Rows from a dataset
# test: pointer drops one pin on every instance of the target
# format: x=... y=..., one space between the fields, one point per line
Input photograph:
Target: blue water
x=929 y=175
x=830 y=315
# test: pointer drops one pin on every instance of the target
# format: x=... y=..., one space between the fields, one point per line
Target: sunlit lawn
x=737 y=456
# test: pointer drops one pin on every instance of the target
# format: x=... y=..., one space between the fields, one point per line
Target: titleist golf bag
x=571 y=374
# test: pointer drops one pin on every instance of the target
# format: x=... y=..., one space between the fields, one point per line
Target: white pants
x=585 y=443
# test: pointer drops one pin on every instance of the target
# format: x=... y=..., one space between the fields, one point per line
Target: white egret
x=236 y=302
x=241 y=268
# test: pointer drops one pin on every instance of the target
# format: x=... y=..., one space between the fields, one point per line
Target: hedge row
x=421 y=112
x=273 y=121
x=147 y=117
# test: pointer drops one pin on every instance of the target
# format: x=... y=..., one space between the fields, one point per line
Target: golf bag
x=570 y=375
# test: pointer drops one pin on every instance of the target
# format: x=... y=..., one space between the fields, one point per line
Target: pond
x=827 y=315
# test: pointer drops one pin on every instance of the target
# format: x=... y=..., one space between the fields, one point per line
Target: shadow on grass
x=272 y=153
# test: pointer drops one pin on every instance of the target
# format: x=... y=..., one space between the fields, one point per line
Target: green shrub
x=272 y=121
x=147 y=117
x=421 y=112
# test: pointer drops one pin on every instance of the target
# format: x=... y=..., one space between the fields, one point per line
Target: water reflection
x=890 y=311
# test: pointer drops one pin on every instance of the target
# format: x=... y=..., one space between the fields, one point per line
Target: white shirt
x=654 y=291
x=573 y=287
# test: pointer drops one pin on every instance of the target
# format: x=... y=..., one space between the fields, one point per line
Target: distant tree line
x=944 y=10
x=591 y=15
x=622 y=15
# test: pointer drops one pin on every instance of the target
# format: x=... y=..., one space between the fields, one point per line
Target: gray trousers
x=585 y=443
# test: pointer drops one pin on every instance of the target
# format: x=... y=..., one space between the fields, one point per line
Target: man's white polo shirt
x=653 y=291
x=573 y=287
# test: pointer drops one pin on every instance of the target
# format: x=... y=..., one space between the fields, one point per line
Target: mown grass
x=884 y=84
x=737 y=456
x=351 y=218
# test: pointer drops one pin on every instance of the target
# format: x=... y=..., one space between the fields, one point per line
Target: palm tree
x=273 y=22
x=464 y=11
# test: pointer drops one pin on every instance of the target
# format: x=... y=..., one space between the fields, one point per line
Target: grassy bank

§ Instruction:
Write out every line of the listing above, character for character, without altering anything.

§ Reply:
# test: pointer drops one pin on every instance of the target
# format: x=... y=..., one space between the fields, one point per line
Input photograph:
Target: blue water
x=929 y=175
x=830 y=315
# test: pointer drops one pin on every instance of the target
# format: x=... y=..., one space between the fields, one point per line
Target: sunlit lawn
x=737 y=456
# test: pointer drops one pin on every instance of the target
# format: x=... y=..., one space between the fields, one point per line
Target: titleist golf bag
x=571 y=374
# test: pointer drops one pin on every instance of the target
# format: x=... y=..., one space between the fields, one point per line
Target: white pants
x=585 y=443
# test: pointer drops one pin on every instance of the target
# format: x=... y=..., one space between the fields, one point per line
Target: white egret
x=236 y=302
x=241 y=268
# test: pointer drops one pin on every instance of the target
# format: x=... y=..., one space between the fields, one point per line
Target: hedge row
x=421 y=112
x=273 y=121
x=147 y=117
# test: pointer drops one pin on every instance of the target
# format: x=... y=..., one space between the fields, one point per line
Target: golf bag
x=570 y=375
# test: pointer drops one pin on every instance of the target
# format: x=... y=..., one space between the fields, one point per line
Target: pond
x=827 y=315
# test: pointer drops one pin on every instance of the target
# format: x=... y=..., one space between the fields, one point per line
Target: shadow on grass
x=272 y=153
# test: pointer drops one pin on every instance of the target
# format: x=... y=..., one space between the fields, one point per line
Target: green shrub
x=272 y=121
x=147 y=117
x=421 y=112
# test: pointer drops one pin on every instance of the target
# format: x=... y=..., one space between the fields, one point per line
Target: water reflection
x=890 y=311
# test: pointer drops one pin on every instance of the target
# format: x=... y=..., one space between the fields, one point per line
Target: white shirt
x=654 y=291
x=573 y=287
# test: pointer drops one pin on every instance of the target
# format: x=... y=..., one space between the fields, one point per line
Target: distant tree line
x=944 y=10
x=591 y=15
x=622 y=15
# test: pointer drops one pin on every instance of the target
# format: x=... y=..., one space between the fields, one point per line
Target: gray trousers
x=585 y=443
# test: pointer drops one pin on every instance of the target
# format: x=... y=..., one space between the fields, one point per line
Target: man's white polo shirt
x=653 y=291
x=573 y=287
# test: pointer drops one pin on every instance of the target
# format: x=... y=..., one space between the fields, one point per line
Target: mown grass
x=884 y=84
x=737 y=456
x=351 y=218
# test: pointer drops one pin on every instance of the target
# format: x=... y=..., one space between the fields, one point per line
Target: palm tree
x=273 y=22
x=464 y=11
# test: pointer drops one pin on every instance of the target
# format: x=... y=..., one space between the fields, one point per line
Target: grassy bank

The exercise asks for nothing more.